The American Society of Composers, Authors, and Publishers (ASCAP) was founded in 1914 to aid and protect the interests of established publishers and composers. New members were only admitted with sponsorship of existing members.

The term and established business methodologies associated with Tin Pan Alley persisted into the 1960s when innovative artists like Bob Dylan helped establish new norms. Referring to the dominant conventions of music publishers of the early 20th century, "Tin Pan Alley is gone," Bob Dylan proclaimed in 1985, "I put an end to it. People can record their own songs now."

Contributions to World War II
During the Second World War, Tin Pan Alley and the federal government teamed up to produce a war song that would inspire the American public to support the fight against the Axis, something they both "seemed to believe ... was vital to the war effort". The Office of War Information was in charge of this project, and believed that Tin Pan Alley contained "a reservoir of talent and competence capable of influencing people's feelings and opinions" that it "might be capable of even greater influence during wartime than that of George M. Cohan's 'Over There' during World War I." In the United States, the song "Over There" has been said to be the most popular and resonant patriotic song associated with World War I. Due to the large fan base of Tin Pan Alley, the government believed that this sector of the music business would be far-reaching in spreading patriotic sentiments.

In the United States Congress, congressmen quarreled over a proposal to exempt musicians and other entertainers from the draft in order to remain in the country to boost morale. Stateside, these artists and performers were continuously using available media to promote the war effort and to demonstrate a commitment to victory. However, the proposal was contested by those who strongly believed that only those who provided more substantial contributions to the war effort should benefit from any draft legislation.

- Records supplied -
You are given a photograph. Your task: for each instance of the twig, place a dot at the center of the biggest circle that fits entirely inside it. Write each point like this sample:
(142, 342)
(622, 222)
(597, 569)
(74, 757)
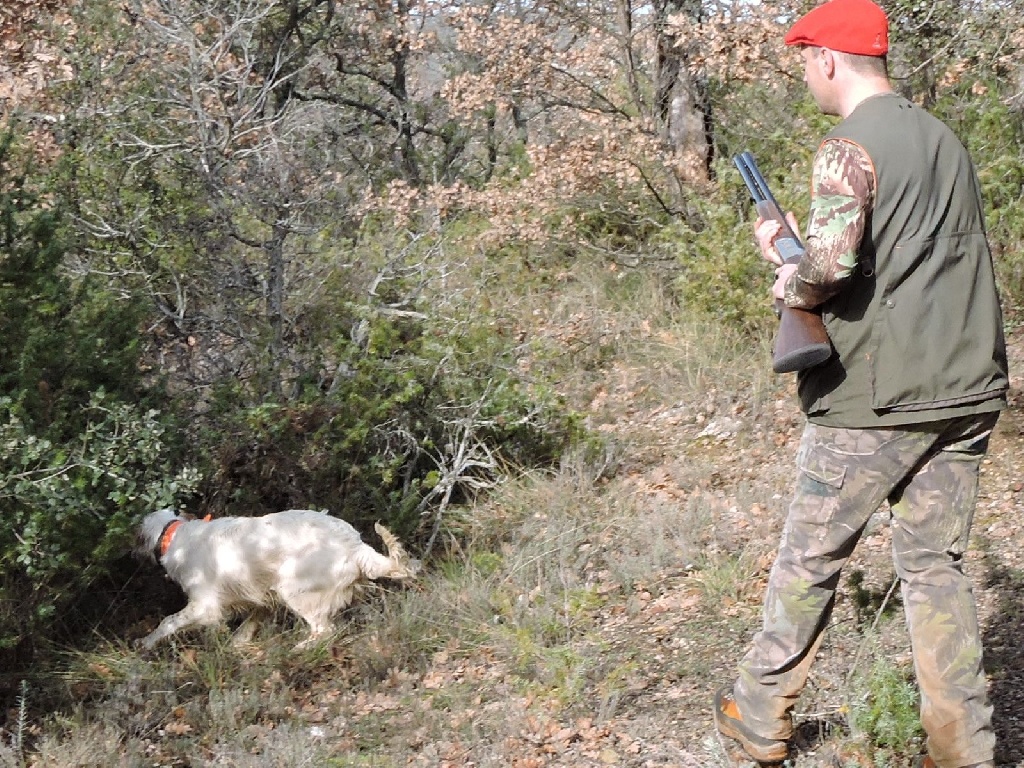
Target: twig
(875, 625)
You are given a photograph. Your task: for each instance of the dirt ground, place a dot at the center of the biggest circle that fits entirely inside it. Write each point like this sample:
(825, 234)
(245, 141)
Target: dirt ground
(665, 718)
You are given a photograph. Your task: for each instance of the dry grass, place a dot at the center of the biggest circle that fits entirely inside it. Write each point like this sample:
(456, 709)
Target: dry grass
(581, 616)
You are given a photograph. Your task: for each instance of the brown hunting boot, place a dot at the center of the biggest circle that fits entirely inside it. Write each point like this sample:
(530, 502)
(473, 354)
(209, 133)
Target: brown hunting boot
(730, 723)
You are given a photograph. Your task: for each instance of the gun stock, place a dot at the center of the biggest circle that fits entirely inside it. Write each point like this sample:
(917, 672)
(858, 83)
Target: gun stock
(801, 341)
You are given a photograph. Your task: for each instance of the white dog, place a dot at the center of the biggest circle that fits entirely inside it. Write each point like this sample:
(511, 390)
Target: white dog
(307, 560)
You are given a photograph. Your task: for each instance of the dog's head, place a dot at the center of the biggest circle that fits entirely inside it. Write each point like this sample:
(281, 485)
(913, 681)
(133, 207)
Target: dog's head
(151, 529)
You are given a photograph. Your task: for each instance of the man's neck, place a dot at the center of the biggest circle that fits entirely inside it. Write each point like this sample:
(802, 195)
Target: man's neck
(859, 91)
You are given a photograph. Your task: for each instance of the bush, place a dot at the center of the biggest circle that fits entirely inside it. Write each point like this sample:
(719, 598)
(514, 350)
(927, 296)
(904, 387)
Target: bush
(420, 414)
(71, 509)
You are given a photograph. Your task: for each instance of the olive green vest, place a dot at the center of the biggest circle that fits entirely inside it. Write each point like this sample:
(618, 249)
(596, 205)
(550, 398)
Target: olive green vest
(919, 331)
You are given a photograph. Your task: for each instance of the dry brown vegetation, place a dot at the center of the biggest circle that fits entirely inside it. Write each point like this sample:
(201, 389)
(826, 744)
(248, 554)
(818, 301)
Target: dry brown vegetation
(589, 612)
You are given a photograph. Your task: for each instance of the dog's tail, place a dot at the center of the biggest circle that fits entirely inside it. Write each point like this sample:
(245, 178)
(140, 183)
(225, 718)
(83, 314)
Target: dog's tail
(402, 566)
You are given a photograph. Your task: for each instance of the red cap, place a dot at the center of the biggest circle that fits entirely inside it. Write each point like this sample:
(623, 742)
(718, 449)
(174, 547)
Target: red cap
(857, 27)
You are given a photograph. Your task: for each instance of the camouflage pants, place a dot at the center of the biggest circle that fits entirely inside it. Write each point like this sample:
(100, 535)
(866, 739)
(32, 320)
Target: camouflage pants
(930, 476)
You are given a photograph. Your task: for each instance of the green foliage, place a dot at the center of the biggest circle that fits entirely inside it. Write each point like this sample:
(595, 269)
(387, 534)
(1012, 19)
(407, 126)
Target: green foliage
(59, 339)
(71, 508)
(723, 276)
(993, 132)
(885, 713)
(422, 411)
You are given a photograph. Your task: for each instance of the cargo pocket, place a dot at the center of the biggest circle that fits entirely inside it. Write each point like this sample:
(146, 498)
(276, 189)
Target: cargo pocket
(818, 494)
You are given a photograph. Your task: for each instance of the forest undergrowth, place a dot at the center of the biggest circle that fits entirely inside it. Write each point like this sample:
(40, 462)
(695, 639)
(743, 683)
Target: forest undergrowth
(582, 616)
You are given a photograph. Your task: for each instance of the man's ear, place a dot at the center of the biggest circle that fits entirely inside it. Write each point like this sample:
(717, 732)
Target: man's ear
(827, 61)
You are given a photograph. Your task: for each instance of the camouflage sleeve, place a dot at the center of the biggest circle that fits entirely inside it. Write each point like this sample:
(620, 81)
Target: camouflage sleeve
(842, 196)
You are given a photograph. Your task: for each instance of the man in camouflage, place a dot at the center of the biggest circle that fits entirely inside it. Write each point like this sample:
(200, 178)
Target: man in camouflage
(898, 264)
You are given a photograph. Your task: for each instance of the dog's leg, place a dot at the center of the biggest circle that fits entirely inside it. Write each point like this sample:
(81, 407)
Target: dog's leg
(190, 615)
(244, 634)
(316, 610)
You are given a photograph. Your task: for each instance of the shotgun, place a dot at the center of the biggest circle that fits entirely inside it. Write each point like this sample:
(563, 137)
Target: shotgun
(801, 341)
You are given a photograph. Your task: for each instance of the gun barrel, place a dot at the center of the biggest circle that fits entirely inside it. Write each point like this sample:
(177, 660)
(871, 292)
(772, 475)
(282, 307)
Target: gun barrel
(743, 166)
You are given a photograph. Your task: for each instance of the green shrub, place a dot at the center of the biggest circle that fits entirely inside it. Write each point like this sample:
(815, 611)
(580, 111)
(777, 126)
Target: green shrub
(885, 711)
(71, 509)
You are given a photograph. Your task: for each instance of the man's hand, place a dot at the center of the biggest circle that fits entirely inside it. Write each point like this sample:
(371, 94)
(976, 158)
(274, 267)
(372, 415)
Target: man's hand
(782, 275)
(766, 230)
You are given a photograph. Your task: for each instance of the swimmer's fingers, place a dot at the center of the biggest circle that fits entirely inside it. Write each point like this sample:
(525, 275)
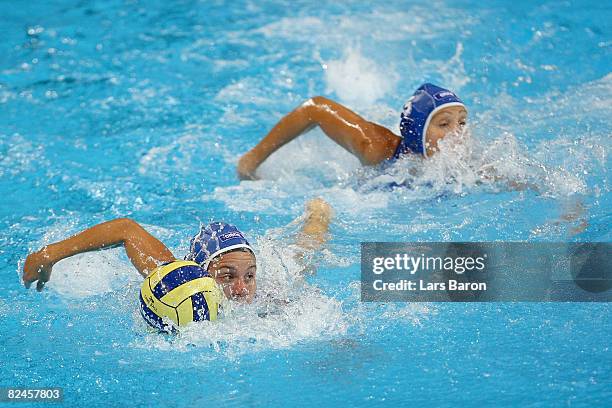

- To be done -
Please resume the Tin Pan Alley passage from its last sentence and continue it.

- Exercise response -
As the war progressed, those in charge of writing the would-be national war song began to understand that the interest of the public lay elsewhere. Since the music would take up such a large amount of airtime, it was imperative that the writing be consistent with the war message that the radio was carrying throughout the nation. In her book, God Bless America: Tin Pan Alley Goes to War, Kathleen E. R. Smith writes that "escapism seemed to be a high priority for music listeners", leading "the composers of Tin Pan Alley [to struggle] to write a war song that would appeal both to civilians and the armed forces". By the end of the war, no such song had been produced that could rival hits like "Over There" from World War I.

Whether or not the number of songs circulated from Tin Pan Alley between 1939 and 1945 was greater than during the First World War is still debated. In his book The Songs That Fought the War: Popular Music and the Home Front, John Bush Jones cites Jeffrey C. Livingstone as claiming that Tin Pan Alley released more songs during World War I than it did in World War II. Jones, on the other hand, argues that "there is also strong documentary evidence that the output of American war-related songs during World War II was most probably unsurpassed in any other war".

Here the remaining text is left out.